** Excerpt provided **

===

Of course, she will not speak to me. We cannot discuss this, I cannot quell her pain and her feelings of abandonment. I cannot tell her that I would lie under a train if I could get her here to watch her son and sit together as a family and smile and laugh at him as he dances around on stage. In my mind, I can see her smiling at me slyly and covering her mouth as she stifles back tears because she is so proud. I can see her scooping him up and squeezing him until he squeals. In my mind I see how amazing this night should be. 

But she will not talk to me. I have asked my mother to have her call me so we can make a plan in case she gets overwhelmed. I suspect she is plotting revenge on me and my husband as she has before. She wants to lash out and she wants to hurt us. She says she will stay here and stay in her son's room and she won't speak to any of us. She has forgotten the logistics of getting her son to bed at the right time and brushing his teeth. Of reading him a story and gently reminding him to put his bad thoughts away and think of something happy. He is unable to do that while she is here. She wants to lock him in a room with her and forge a revenge on us. She does not see the impact this will have on him. 

She has forgotten the logistics of the tickets and the seats so close together and driving there because my mom is too scared to drive in the city. She will be overcome with guilt and remorse as she watches him dance on the stage wondering where she was while this was all being planned, wondering how come she didn't know until right at that moment he was to be a poppy.  She has forgotten how embarrassed he is at school functions of explaining who I am and who she is and how it all works. I think he has told people she is in the hospital so they will wonder how she got there. Her demeanor is so reckless and unforgiving. She is loud and rude and aggressive. I want to believe that she could attend his play and be grateful for the moment, that she could store the memory in her mind to recall when she was falling, that it would motivate her and keep her strong in rehab. 

But I fear that the opposite will happen. 

I just fear.

Every day.

And so I spoke with my mother yesterday and we decided it was best to stay with the original plan and not have her come here and set her up for failure. My mother will try to discuss with her what she is feeling and how we can make this play happen without overwhelming her and hurting her. My husband and I have agreed not to go so that she can be there if that works better. I will do that for her even though it kills me to not be there for my nephew. I want him to have her anyway he can. I want her to see his little face poking out of his poppy costume. I want it to heal her some, just a little. Please, oh pretty please?

But perhaps, she will just drive into town the next day and go straight to rehab, do not pass go, do not kiss the little boy in the Poppy costume. 

God, I miss her today.




Saturday, February 14, 2009

Sins of the Sister

The picture I have on this blog is a picture of my wedding day - a year and a half ago. I love this picture of me and my sister almost as much as I hate it. Her wedding was to be a month before mine. At first she was mad at me for planning my wedding so close to hers. I had stolen her thunder. I was surprised at her reaction but when I thought about it I realized it could be taken that way. When I first decided to get married so close to her date it was because I wanted to share the experience with her - I wanted to go to bridal fairs and try on dresses together. I wanted to introduce her and her new husband at my wedding and have them walk down the aisle with us in their new glowing commitment of one another. That was what I was thinking, and when she finally told me her complaints about it, I realized I had never thought about it from that perspective. I did not think of how she would feel because I had already decided how awesome it would be in MY Head.

===

(Records from a collection)

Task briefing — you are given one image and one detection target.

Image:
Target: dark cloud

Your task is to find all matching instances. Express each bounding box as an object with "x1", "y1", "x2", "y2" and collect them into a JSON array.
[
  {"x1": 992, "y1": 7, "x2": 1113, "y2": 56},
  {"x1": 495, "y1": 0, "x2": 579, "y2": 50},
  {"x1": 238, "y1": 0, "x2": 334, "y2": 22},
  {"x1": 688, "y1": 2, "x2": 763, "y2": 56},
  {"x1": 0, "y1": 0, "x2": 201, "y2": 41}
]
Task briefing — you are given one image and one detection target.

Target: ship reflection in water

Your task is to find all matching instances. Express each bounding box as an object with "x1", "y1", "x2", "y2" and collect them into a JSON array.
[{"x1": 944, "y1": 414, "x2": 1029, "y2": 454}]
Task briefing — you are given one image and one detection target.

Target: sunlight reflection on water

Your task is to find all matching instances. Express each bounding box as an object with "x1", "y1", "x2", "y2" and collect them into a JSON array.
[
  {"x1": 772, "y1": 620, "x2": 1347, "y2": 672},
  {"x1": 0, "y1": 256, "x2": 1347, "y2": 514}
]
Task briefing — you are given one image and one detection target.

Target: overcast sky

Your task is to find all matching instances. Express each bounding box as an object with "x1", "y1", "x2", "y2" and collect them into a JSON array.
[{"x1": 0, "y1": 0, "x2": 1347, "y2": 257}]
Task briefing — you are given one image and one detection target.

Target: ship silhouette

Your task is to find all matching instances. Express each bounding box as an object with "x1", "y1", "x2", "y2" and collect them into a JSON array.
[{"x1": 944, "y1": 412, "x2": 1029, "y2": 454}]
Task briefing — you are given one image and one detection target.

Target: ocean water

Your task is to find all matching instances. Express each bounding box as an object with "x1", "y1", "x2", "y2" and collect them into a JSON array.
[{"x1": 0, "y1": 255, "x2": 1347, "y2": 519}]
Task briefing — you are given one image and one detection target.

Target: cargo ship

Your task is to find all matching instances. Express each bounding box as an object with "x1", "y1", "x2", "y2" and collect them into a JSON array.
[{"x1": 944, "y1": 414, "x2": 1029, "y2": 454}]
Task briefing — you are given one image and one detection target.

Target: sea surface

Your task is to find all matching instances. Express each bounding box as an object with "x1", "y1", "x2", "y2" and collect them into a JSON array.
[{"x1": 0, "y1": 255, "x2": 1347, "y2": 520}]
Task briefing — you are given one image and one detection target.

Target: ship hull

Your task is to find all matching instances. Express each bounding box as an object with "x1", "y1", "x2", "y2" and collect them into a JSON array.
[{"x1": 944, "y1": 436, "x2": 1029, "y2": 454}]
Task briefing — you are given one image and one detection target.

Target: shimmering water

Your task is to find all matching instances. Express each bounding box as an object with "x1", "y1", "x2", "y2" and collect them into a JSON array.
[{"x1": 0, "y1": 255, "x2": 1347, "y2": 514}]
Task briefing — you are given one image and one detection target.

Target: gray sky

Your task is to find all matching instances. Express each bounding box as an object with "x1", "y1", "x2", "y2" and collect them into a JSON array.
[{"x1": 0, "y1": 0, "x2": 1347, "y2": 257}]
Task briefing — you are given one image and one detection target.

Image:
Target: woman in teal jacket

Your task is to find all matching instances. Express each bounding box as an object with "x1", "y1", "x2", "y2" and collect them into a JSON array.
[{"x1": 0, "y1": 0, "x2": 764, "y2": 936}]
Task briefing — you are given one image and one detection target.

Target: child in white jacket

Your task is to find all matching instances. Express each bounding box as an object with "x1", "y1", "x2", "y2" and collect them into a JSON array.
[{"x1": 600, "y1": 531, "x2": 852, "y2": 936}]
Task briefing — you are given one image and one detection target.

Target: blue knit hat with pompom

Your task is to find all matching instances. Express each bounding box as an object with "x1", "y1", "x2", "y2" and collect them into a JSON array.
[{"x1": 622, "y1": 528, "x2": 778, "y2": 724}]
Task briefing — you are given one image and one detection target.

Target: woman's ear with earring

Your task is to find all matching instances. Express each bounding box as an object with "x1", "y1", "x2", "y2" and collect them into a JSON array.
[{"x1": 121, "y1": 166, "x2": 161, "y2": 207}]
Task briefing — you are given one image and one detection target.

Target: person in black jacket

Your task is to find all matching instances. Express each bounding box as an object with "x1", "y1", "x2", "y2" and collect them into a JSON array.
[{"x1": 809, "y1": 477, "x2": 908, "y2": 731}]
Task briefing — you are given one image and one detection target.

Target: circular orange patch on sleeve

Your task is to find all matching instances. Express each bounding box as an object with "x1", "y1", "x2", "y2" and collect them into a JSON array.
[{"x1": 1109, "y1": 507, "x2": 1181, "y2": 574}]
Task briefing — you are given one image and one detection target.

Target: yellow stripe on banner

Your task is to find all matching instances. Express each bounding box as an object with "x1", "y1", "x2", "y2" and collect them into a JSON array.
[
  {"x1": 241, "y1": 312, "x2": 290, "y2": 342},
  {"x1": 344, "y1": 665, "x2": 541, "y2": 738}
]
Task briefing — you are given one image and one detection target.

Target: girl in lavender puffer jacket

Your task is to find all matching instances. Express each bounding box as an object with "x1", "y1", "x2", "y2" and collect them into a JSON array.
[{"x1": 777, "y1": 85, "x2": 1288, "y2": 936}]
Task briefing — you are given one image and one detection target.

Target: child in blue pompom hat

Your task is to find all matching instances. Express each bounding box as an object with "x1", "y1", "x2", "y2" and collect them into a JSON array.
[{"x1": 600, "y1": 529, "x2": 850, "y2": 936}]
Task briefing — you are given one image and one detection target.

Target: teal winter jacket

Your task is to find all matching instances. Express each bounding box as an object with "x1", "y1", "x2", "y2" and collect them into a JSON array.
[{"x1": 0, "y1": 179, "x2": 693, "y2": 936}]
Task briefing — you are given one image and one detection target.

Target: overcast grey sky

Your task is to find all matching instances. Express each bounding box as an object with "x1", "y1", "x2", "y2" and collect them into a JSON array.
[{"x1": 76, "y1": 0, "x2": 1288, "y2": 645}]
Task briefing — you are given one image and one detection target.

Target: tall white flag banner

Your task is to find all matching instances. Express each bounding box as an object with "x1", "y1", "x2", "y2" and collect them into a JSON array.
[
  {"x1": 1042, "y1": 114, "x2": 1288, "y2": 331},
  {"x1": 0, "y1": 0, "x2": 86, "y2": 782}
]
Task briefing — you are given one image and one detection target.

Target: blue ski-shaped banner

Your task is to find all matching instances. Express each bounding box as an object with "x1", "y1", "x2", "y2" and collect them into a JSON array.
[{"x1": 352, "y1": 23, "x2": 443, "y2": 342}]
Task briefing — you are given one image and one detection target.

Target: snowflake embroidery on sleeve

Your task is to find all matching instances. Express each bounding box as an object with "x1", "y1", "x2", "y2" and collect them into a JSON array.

===

** Exercises **
A: According to the blog excerpt, what is the boy going to be in the play?
B: Copy the passage of the blog excerpt starting at "I just fear." and ending at "miss her today.".
The records play no part in the work that follows.

** Answers to the exercises **
A: He is going to be a poppy.

B:
I just fear.

Every day.

And so I spoke with my mother yesterday and we decided it was best to stay with the original plan and not have her come here and set her up for failure. My mother will try to discuss with her what she is feeling and how we can make this play happen without overwhelming her and hurting her. My husband and I have agreed not to go so that she can be there if that works better. I will do that for her even though it kills me to not be there for my nephew. I want him to have her anyway he can. I want her to see his little face poking out of his poppy costume. I want it to heal her some, just a little. Please, oh pretty please?

But perhaps, she will just drive into town the next day and go straight to rehab, do not pass go, do not kiss the little boy in the Poppy costume. 

God, I miss her today.